→ **Records shown**
--------------------------------
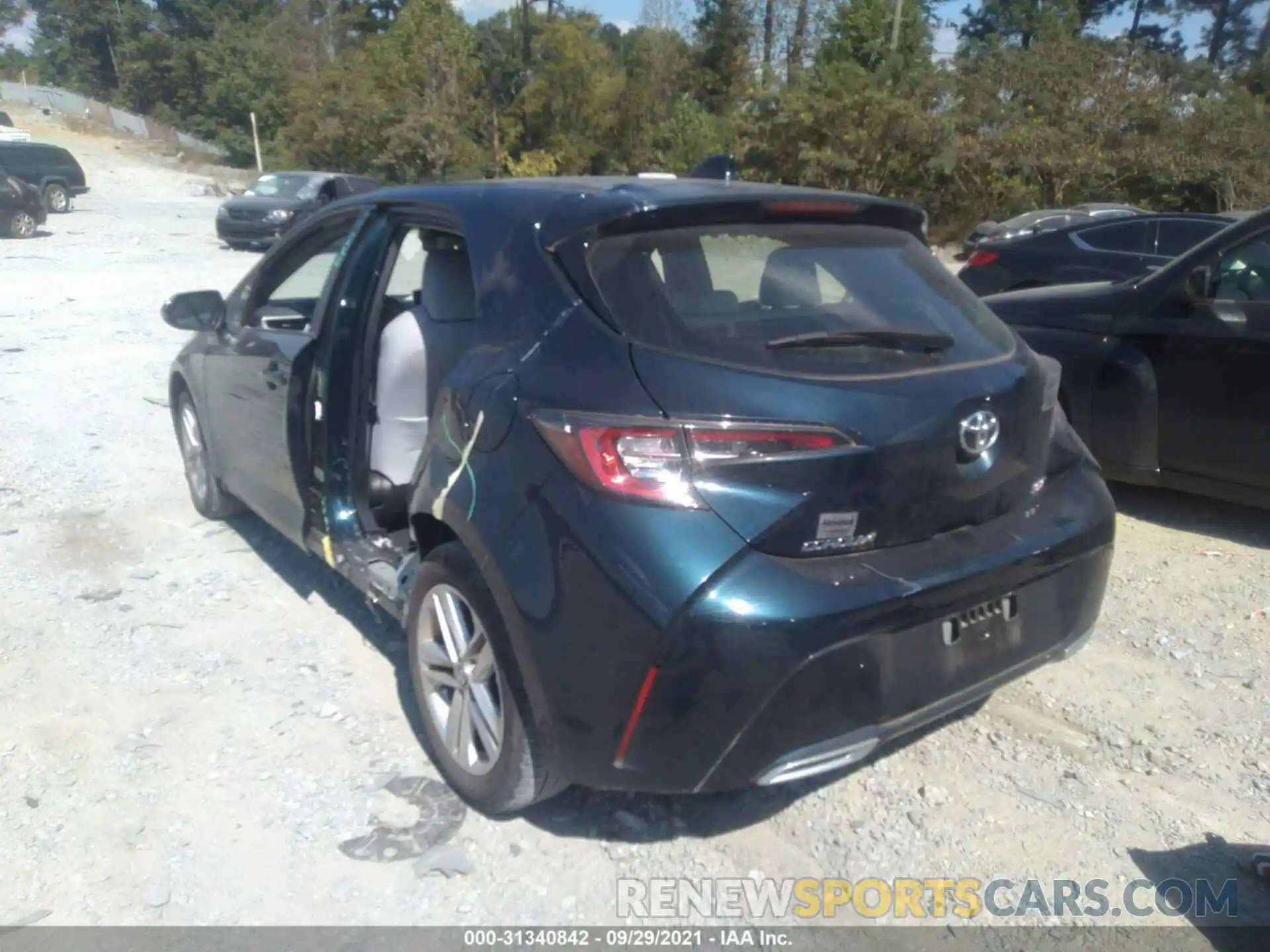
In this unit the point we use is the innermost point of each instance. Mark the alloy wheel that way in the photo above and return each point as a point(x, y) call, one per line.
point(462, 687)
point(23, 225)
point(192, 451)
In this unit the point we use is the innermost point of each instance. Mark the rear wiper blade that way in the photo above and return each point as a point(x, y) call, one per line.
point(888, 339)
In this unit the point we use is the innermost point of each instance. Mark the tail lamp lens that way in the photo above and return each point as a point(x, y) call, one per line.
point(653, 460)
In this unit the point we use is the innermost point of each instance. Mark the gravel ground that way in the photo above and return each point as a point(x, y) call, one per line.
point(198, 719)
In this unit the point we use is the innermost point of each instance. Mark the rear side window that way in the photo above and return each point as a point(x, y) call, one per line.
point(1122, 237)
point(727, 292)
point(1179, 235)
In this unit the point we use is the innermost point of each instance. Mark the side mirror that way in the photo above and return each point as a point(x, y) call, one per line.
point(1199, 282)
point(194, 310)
--------------------------------
→ **Aim**
Rewrite every line of the listing above, requests included, and add -35 to each x and y coordinate in the answers while keeping the requests unchanged. Leave the pictures out.

→ **The result**
In this unit the point we use is the innermost point of each instance. Mark the alloy wheel that way in the photo above and return each point as a point(x, y) call, one per line.
point(427, 652)
point(-12, 190)
point(157, 416)
In this unit the point we use is the innermost point of each instance. Mark the rear wiper blade that way in the photo above and return each point as a point(x, y) call, one per line.
point(853, 304)
In this unit the point we use is the innermost point of each instance. Mark the tail lamp lens that way in the photo above and return each point as a point(x, y) call, one per line.
point(618, 425)
In this unit the point we use is the innermost point of each instance. Mark the gravel ground that way in the photo above and return each point as a point(x, y) call, one per line.
point(163, 684)
In this unit the point we use is the innermost point of each instance. Mark the rear side window that way in the photo above and return each point as a point(x, y) call, one per line.
point(1087, 202)
point(692, 257)
point(1144, 200)
In this unit the point we use is the innermost point of each instance. Mark the side mirror that way in the photo above and return each point as a point(x, y) call, one per line.
point(1164, 247)
point(159, 275)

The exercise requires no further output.